• **What you need to do**
Look for the string "hand" in the listing. Copy each line that has it.
════
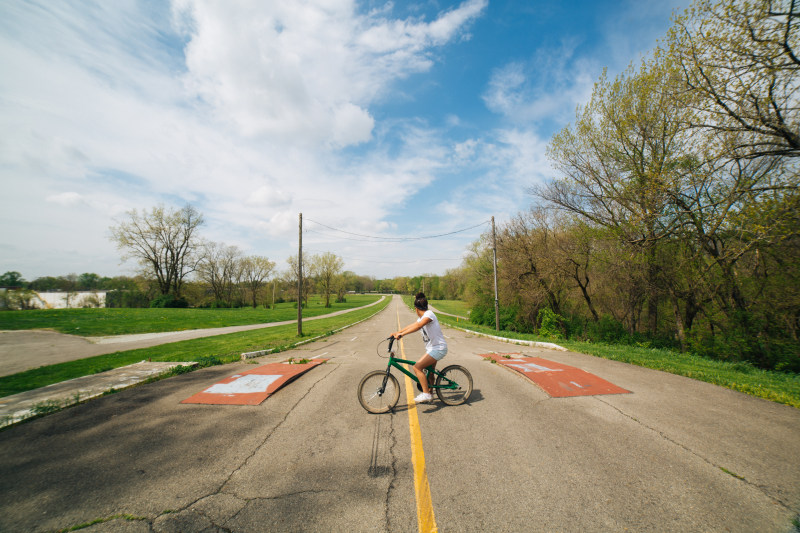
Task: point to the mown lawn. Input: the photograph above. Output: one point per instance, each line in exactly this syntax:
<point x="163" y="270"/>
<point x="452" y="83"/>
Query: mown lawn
<point x="223" y="348"/>
<point x="778" y="387"/>
<point x="100" y="322"/>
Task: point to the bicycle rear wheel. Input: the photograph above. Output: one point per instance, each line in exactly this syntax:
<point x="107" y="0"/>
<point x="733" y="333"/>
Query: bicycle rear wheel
<point x="454" y="375"/>
<point x="369" y="392"/>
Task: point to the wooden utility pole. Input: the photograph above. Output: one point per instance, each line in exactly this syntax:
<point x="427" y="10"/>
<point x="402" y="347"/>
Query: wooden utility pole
<point x="496" y="302"/>
<point x="300" y="280"/>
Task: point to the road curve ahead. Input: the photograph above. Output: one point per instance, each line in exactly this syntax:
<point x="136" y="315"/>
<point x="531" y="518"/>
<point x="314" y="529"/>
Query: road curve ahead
<point x="674" y="455"/>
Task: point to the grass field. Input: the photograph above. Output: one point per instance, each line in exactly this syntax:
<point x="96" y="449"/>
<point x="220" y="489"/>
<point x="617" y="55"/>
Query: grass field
<point x="100" y="322"/>
<point x="221" y="348"/>
<point x="453" y="307"/>
<point x="774" y="386"/>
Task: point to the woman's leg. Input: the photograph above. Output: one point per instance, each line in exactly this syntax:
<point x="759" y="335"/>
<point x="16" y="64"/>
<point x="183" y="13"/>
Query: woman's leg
<point x="419" y="371"/>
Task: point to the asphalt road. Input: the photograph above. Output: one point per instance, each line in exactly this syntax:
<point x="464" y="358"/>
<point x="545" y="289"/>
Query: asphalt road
<point x="675" y="455"/>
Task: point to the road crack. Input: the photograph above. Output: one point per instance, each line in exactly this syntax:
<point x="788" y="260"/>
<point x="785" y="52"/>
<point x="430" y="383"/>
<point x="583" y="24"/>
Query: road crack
<point x="760" y="488"/>
<point x="220" y="490"/>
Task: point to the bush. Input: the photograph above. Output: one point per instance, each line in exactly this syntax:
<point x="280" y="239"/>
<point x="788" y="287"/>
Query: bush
<point x="169" y="301"/>
<point x="126" y="298"/>
<point x="607" y="330"/>
<point x="552" y="324"/>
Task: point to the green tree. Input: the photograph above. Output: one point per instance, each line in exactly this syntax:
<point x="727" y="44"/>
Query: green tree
<point x="220" y="266"/>
<point x="622" y="161"/>
<point x="255" y="272"/>
<point x="12" y="279"/>
<point x="741" y="58"/>
<point x="326" y="267"/>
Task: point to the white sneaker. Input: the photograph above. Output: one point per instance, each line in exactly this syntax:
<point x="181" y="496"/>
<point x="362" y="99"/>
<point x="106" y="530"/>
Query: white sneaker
<point x="423" y="398"/>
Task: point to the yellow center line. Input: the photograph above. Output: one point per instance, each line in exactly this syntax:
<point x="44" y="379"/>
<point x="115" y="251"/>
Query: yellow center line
<point x="425" y="519"/>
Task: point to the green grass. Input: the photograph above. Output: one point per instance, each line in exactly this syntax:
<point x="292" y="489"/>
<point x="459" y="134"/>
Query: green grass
<point x="453" y="307"/>
<point x="99" y="322"/>
<point x="226" y="348"/>
<point x="774" y="386"/>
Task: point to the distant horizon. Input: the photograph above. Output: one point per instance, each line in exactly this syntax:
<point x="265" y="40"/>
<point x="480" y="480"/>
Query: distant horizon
<point x="389" y="119"/>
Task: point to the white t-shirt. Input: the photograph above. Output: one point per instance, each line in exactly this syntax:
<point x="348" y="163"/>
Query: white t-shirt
<point x="432" y="333"/>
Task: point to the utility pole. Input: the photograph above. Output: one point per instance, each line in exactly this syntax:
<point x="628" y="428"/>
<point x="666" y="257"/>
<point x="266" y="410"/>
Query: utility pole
<point x="300" y="280"/>
<point x="496" y="302"/>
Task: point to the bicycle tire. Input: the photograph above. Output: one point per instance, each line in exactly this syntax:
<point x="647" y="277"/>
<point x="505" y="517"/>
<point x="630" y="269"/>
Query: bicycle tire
<point x="369" y="396"/>
<point x="459" y="375"/>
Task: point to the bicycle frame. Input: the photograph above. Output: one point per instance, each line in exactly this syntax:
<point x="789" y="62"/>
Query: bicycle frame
<point x="395" y="362"/>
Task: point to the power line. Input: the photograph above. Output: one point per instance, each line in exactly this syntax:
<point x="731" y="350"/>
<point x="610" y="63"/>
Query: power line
<point x="396" y="239"/>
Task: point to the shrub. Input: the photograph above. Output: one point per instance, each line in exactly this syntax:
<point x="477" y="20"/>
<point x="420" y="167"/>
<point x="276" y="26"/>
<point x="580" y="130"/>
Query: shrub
<point x="552" y="324"/>
<point x="127" y="298"/>
<point x="169" y="301"/>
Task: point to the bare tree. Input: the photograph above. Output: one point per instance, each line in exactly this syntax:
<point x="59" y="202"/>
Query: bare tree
<point x="163" y="241"/>
<point x="326" y="267"/>
<point x="255" y="271"/>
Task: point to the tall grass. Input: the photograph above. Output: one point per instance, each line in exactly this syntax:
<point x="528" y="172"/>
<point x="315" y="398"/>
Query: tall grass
<point x="224" y="348"/>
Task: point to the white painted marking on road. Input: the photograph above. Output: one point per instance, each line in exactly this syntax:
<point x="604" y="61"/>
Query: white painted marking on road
<point x="244" y="385"/>
<point x="531" y="367"/>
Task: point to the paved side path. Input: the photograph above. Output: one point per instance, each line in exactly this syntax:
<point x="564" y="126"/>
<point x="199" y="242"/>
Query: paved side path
<point x="26" y="349"/>
<point x="45" y="400"/>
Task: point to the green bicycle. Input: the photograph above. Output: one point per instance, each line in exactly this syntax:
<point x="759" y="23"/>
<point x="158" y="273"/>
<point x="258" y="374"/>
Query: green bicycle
<point x="379" y="390"/>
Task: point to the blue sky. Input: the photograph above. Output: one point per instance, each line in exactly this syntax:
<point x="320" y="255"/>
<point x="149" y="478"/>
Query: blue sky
<point x="387" y="119"/>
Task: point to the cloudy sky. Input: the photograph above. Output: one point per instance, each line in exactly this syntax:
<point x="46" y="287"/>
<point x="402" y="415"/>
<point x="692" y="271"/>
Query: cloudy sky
<point x="396" y="120"/>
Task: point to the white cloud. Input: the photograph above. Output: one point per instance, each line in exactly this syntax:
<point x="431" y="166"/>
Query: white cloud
<point x="305" y="71"/>
<point x="549" y="85"/>
<point x="247" y="122"/>
<point x="65" y="198"/>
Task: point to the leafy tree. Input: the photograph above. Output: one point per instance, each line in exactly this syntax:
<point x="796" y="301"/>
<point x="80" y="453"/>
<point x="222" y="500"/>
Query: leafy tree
<point x="742" y="60"/>
<point x="220" y="266"/>
<point x="88" y="281"/>
<point x="327" y="267"/>
<point x="623" y="159"/>
<point x="12" y="279"/>
<point x="163" y="241"/>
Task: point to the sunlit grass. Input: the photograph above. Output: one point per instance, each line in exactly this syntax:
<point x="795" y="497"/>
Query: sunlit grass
<point x="226" y="348"/>
<point x="99" y="322"/>
<point x="774" y="386"/>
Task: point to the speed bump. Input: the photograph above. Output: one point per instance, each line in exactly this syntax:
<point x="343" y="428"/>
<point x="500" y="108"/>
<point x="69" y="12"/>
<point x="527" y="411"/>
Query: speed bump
<point x="253" y="386"/>
<point x="555" y="379"/>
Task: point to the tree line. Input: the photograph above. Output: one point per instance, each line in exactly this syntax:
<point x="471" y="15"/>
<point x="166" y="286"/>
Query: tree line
<point x="674" y="215"/>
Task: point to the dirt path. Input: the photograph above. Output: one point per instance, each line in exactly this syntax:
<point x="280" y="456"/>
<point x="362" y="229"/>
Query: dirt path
<point x="26" y="349"/>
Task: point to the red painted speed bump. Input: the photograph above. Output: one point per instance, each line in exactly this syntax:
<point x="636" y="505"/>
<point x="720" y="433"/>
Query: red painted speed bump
<point x="253" y="386"/>
<point x="555" y="379"/>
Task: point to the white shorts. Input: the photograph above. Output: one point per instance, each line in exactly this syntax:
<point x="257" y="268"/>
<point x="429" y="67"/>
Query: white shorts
<point x="438" y="354"/>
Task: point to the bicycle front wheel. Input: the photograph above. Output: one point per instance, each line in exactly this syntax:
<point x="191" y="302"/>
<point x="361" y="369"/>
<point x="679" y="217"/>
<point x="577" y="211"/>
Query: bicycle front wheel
<point x="370" y="395"/>
<point x="454" y="385"/>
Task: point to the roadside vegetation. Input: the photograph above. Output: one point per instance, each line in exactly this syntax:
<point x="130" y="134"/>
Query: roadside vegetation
<point x="207" y="351"/>
<point x="780" y="387"/>
<point x="121" y="321"/>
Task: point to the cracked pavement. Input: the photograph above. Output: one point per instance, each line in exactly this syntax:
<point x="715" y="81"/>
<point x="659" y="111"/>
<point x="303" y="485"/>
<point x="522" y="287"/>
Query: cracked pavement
<point x="675" y="455"/>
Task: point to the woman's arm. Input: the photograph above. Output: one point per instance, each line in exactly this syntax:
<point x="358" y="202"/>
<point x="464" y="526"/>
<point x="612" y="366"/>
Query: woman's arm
<point x="411" y="328"/>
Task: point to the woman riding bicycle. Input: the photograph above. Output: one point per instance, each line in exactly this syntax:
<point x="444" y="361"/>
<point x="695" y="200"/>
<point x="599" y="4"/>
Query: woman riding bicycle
<point x="435" y="344"/>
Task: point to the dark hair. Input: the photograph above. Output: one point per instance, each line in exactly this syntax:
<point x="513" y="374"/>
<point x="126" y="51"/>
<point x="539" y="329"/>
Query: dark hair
<point x="420" y="302"/>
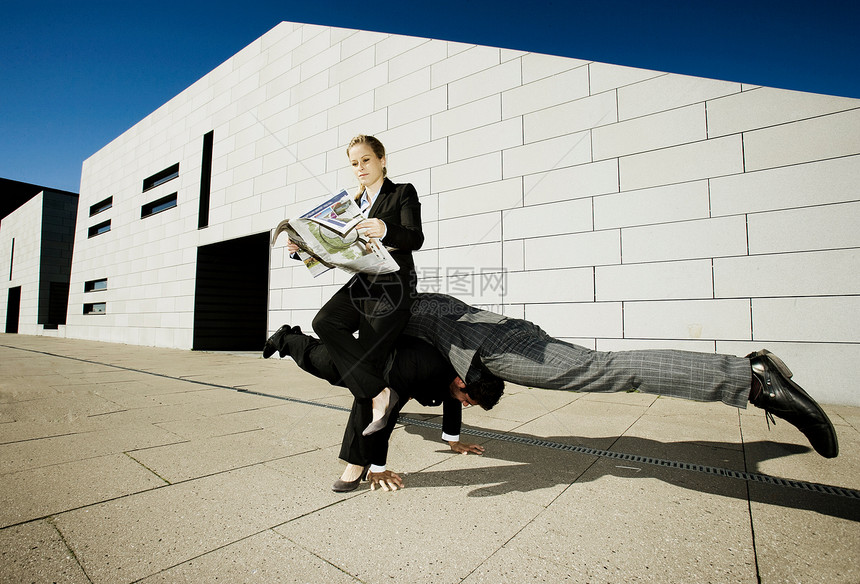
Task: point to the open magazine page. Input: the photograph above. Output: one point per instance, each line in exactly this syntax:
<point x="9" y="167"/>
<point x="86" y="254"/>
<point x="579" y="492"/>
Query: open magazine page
<point x="327" y="233"/>
<point x="339" y="213"/>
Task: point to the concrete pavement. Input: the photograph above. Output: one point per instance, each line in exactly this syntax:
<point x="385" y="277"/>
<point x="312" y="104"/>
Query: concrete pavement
<point x="134" y="464"/>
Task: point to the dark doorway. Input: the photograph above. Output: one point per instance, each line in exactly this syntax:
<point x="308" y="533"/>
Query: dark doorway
<point x="231" y="294"/>
<point x="13" y="309"/>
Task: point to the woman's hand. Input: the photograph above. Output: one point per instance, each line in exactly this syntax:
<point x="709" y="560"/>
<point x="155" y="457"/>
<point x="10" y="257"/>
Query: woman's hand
════
• **Output of the exercise**
Task: point to the woman's hand. Input: the photograph above. Output: one point per instance, each line in exactly this syntax:
Query: woman's hand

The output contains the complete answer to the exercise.